TASK INSTRUCTIONS | In the Pyramid forum thread below, what route syntax does the reply give for a catch-all route instead of a bare asterisk?

## start TEXT SEGMENT

CODEWITHSUNDEEP
pythonpyramid
joshlk
joshlk

Reputation: 1651

All addresses to go to a single page (catch-all route to a single view) in Python Pyramid

I am trying to alter the Pyramid hello world example so that any request to the Pyramid server serves the same page. i.e. all routes point to the same view. This is what iv got so far:

from wsgiref.simple_server import make_server
from pyramid.config import Configurator
from pyramid.response import Response

def hello_world(request):
    return Response('Hello %(name)s!' % request.matchdict)

if __name__ == '__main__':
    config = Configurator()
    config.add_route('hello', '/*')
    config.add_view(hello_world, route_name='hello')
    app = config.make_wsgi_app()
    server = make_server('0.0.0.0', 8080, app)
    server.serve_forever()

All iv done is change the line (from the hello world example):

    config.add_route('hello', '/hello/{name}')

To:

    config.add_route('hello', '/*')

So I want the route to be a 'catch-all'. Iv tried various variations and cant get it to work. Does anyone have any ideas?

Thanks in advance

Upvotes: 6

Views: 1009

Answers (2)

Sergey
Sergey

Reputation: 12417

The syntax for the catchall route (which is called "traversal subpath" in Pyramid) is *subpath instead of *. There's also *traverse which is used in hybrid routing which combines route dispatch and traversal. You can read about it here: Using *subpath in a Route Pattern

In your view function you'll then be able to access the subpath via request.subpath, which is a tuple of path segments caught by the catchall route. So, your application would look like this:

from wsgiref.simple_server import make_server
from pyramid.config import Configurator
from pyramid.response import Response

def hello_world(request):
    if request.subpath:
        name = request.subpath[0]
    else:
        name = 'Incognito'
    return Response('Hello %s!' % name)

## end TEXT SEGMENT
## start DATA SECTION

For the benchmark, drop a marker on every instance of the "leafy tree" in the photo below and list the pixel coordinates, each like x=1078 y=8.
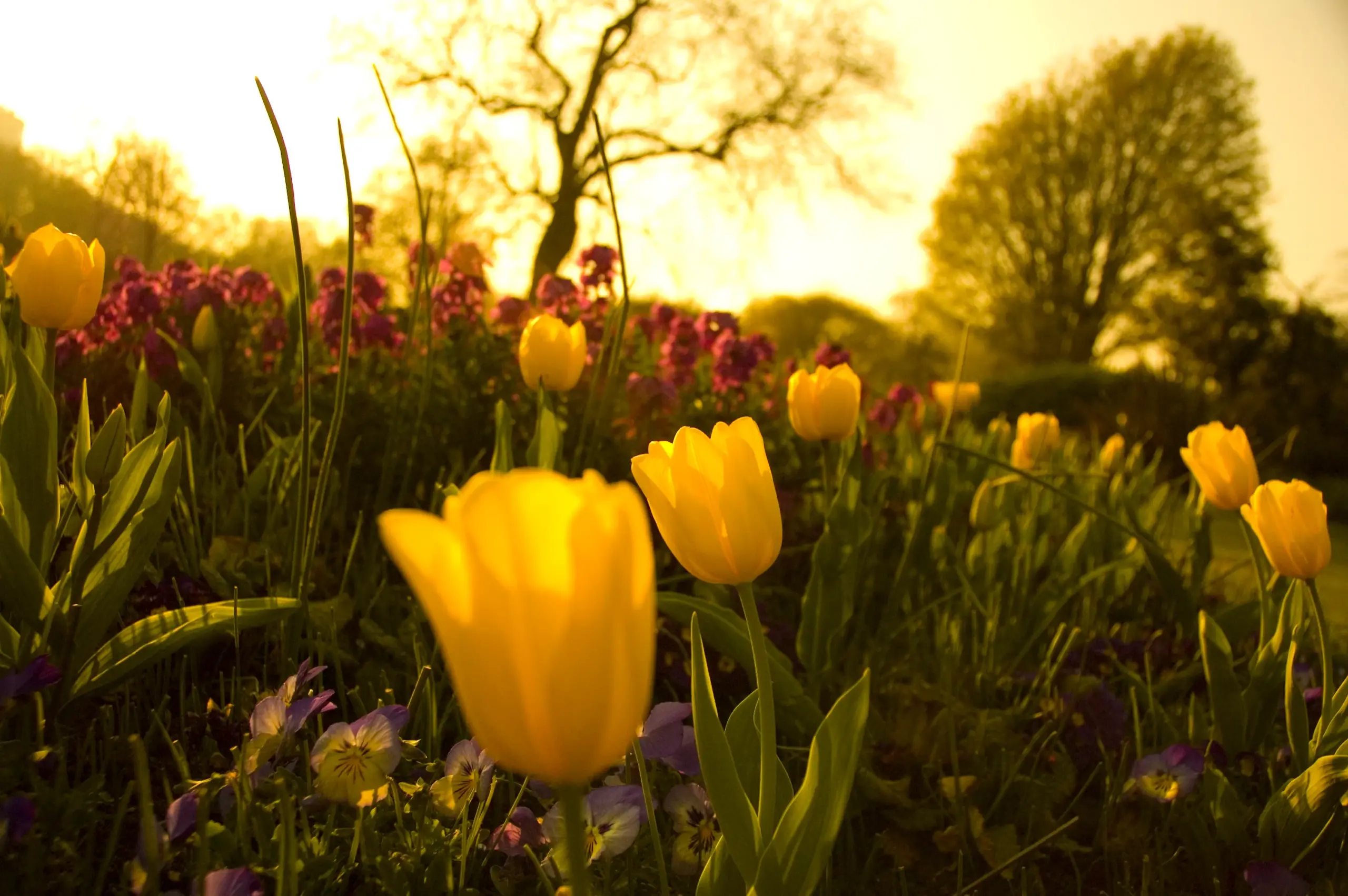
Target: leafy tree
x=765 y=89
x=1114 y=200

## end DATA SECTION

PROBLEM SOLUTION | *subpath